#### [FRAGMENTO PROPORCIONADO]
Domingo

Adiós, muñeca

En 'Barbie', la utopía del fin del patriarcado se choca, otra vez, con deseos más urgentes.

Si jugaste con Barbies hasta los casi 15 años, como algunas de nosotras, lo más probable es que no tengas ganas de meterte en el cine a ver qué hizo Greta Gerwig con tus fantasías de niña (otra vez). Ahora no es Jo March, un personaje de ficción, lo que está en juego, sino tu propia muñeca: tu historia, tus recuerdos, tu guión.

Cualquier encarnación humana de la stereotypical Barbie –por más perfecta que sea– resulta perturbadora. ¿Íbamos a tener que oírla hablar con una voz distinta a la de nuestra conciencia? “Mirá si nos van a venir explicar a nosotras quién es Barbie”, le dije a María, indignada. “¡Barbie soy yo!” Ni el marketing fucsia, ni la promesa de un paseo por memory lane, ni siquiera Ryan Gosling haciendo de Ken podían doblegar mi resistencia. Pero cuando el día del estreno a las cinco de la tarde un taxista peronista me dijo fascinado que acababa de verla, sentí por primera vez curiosidad.

“Me cagué de risa”, me dijo mostrándome una selfie de él con su mujer y su hija en tercera fila. Este hombre, que había tensado la voz cuando le pregunté a quién votaba, que había respondido a mi pregunta con otra pregunta (“¿por qué me preguntás?”) y había terminado lamentando muy entre nos su destino electoral (“Y… yo soy peronista, viste, voy a tener que votar lo que me digan, o Massa o Grabois, qué va a ser”), había sido feliz viendo Barbie.

Entré al cine pensando: “Ok, a un clásico macho argentino, un stereotypical Raúl de 50 años, el relato feminista de un mundo rosa en el que la mujer es reina y el hombre un accesorio (y no precisamente de los más importantes) le resultó divertidísimo”. A mí, en cambio, la película me recordó que nací en otro siglo.

A mí, en cambio, la película me recordó que nací en otro siglo.

Analógica, carezco de la fluidez con la que los jóvenes que me rodeaban asimilaban la trama: un confuso ir y venir entre dos dimensiones, Barbieland y el mundo real, cuya coexistencia, inquietante para mí, no parecía sorprenderlos en absoluto. Es una película impensable sin TikTok. El hecho de que la protagonista sea una mujer haciendo de muñeca, tomando de vasos sin agua, manejando un auto sin motor y sin agarrar el volante hace pensar en la nueva tendencia tiktokera de chicas que imitan máquinas, animalitos o personajes de animación.

#### [MATERIAL PROPORCIONADO]
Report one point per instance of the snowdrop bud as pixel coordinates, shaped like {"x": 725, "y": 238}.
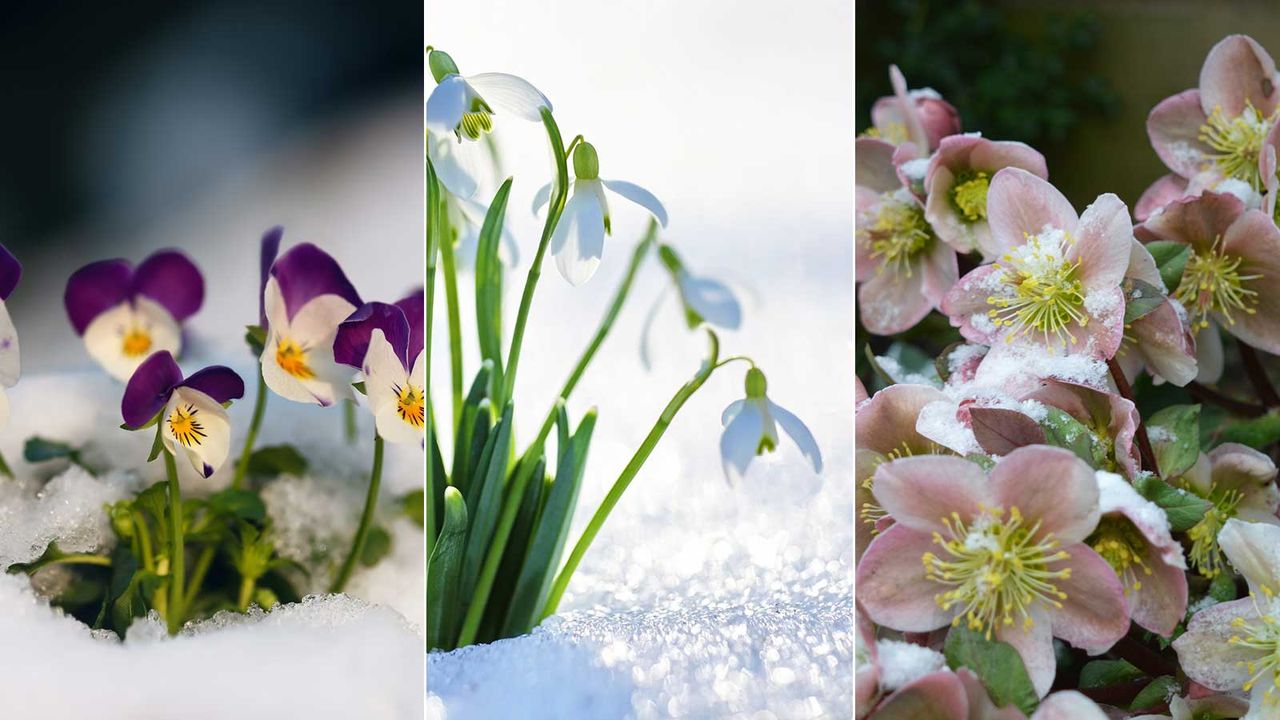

#### [CONSIGNA 1]
Copia del artículo sobre Barbie todo lo que va desde "Cualquier encarnación humana" hasta "primera vez curiosidad.".
#### [CONSIGNA 2]
Según el artículo sobre Barbie, ¿qué actor hace de Ken en la película?
Para este ejercicio no se necesitan las líneas.

#### [RESPUESTA 1]
Cualquier encarnación humana de la stereotypical Barbie –por más perfecta que sea– resulta perturbadora. ¿Íbamos a tener que oírla hablar con una voz distinta a la de nuestra conciencia? “Mirá si nos van a venir explicar a nosotras quién es Barbie”, le dije a María, indignada. “¡Barbie soy yo!” Ni el marketing fucsia, ni la promesa de un paseo por memory lane, ni siquiera Ryan Gosling haciendo de Ken podían doblegar mi resistencia. Pero cuando el día del estreno a las cinco de la tarde un taxista peronista me dijo fascinado que acababa de verla, sentí por primera vez curiosidad.

#### [RESPUESTA 2]
Ryan Gosling.